§ MATERIAL FOR THIS TASK
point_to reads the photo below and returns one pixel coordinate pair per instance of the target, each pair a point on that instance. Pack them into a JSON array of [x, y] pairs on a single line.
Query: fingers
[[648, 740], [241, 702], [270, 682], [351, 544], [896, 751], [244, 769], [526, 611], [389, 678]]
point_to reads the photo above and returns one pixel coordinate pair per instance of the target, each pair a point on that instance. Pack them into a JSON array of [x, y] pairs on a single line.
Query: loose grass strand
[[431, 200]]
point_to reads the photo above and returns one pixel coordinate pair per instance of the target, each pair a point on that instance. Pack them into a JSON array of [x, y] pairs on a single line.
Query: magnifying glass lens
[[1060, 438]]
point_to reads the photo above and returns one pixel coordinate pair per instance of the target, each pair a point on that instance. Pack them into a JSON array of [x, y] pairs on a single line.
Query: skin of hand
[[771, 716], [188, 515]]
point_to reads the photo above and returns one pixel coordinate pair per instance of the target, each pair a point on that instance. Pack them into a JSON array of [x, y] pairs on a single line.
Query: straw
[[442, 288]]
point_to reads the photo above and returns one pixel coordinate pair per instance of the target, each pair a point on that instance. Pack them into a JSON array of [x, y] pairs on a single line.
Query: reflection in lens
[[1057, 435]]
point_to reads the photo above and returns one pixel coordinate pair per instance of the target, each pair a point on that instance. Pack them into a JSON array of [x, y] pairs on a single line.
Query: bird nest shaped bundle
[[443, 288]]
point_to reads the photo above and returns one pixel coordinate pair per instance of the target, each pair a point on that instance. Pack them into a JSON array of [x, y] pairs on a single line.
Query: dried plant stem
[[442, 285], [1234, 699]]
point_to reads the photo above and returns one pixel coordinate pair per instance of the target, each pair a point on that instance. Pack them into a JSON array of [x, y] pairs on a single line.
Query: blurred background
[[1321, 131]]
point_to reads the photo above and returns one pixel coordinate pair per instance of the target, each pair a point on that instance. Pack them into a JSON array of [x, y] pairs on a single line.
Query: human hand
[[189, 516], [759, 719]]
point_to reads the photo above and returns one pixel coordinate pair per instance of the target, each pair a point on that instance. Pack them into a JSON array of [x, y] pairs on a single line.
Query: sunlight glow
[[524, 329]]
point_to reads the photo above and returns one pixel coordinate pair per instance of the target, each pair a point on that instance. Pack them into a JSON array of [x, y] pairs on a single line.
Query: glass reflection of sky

§ DIRECTIONS
Can you turn all the rows above into a JSON list of strings, with one string per line and blank lines omitted?

§ SOLUTION TO THIS PROBLEM
[
  "point_to reads the photo below and returns one pixel coordinate pair per instance of the target, each pair a point on that instance. Pack them into a JSON array of [x, y] pairs on a single line.",
  "Query: fingers",
  "[[648, 740], [241, 702], [270, 682], [351, 544], [896, 751], [244, 769], [526, 611], [389, 678]]",
  "point_to reads the photo above and returns one pixel coordinate pair per instance of the target, each pair a point on that instance. Pack them into a JSON array of [x, y] pairs on a single line.",
  "Query: loose grass strand",
  "[[431, 200]]",
  "point_to reads the photo above and returns one pixel coordinate pair per instance of the target, each pair a point on that instance. Pack them into a JSON array of [x, y] pairs on a single line.",
  "Query: magnifying glass lens",
  "[[1060, 438]]",
  "point_to reads the photo above and returns one pixel coordinate pair per instance of the target, each pair a point on that instance. Pack them into a JSON array of [x, y] pairs on a single line.",
  "Query: skin of hand",
  "[[771, 716], [188, 515]]",
  "point_to reads the photo above and returns one pixel coordinate pair per instance of the target, each pair a point on that instance. Pack them into a JSON array of [x, y] pairs on a single line.",
  "Query: straw",
  "[[442, 288]]",
  "point_to reads the photo above and returns one pixel coordinate pair per instance of the target, each pair a point on that instance. Pack them into a JSON array of [x, y] pairs on a single line.",
  "Query: reflection in lens",
  "[[1057, 435]]",
  "point_to reads the photo above and returns one pixel coordinate pair per instance of the target, each pair a point on that instance. Pack them into a JSON array of [x, y] pairs on a single line.",
  "Query: bird nest shaped bundle",
  "[[443, 288]]",
  "point_to reads the photo above and returns one pixel coordinate pair per instance of the target, each pair a point on that instance. Pack them into a JSON array of [x, y] pairs on a single line.",
  "Query: dried plant stem",
  "[[442, 285], [1234, 699]]",
  "point_to reads the photo above and returns one pixel coordinate pair per instance of the target, each pair a point on that instance. Pack them into a JSON array of [x, y] pairs on a single line.",
  "Query: blurred background",
  "[[1321, 131]]",
  "point_to reads the photo above and returns one pixel coordinate pair per instance of the target, each pair a point on that instance. Pack them into a JSON array of [x, y] pairs on a single line.",
  "Query: human hand",
  "[[189, 516], [759, 719]]",
  "point_to reads the photo above and returns one pixel coordinate pair per instance of the target, each pair a point on that instance. Pack them into a JSON array of [x, y] pairs on a single line.",
  "Query: sunlight glow",
  "[[524, 329]]",
  "point_to reads the photo above and returns one pixel coordinate pair per instance of the target, each pair a point on that instance. Pack them into a JSON array of [x, y] pairs on a single line.",
  "Query: glass reflection of sky"
]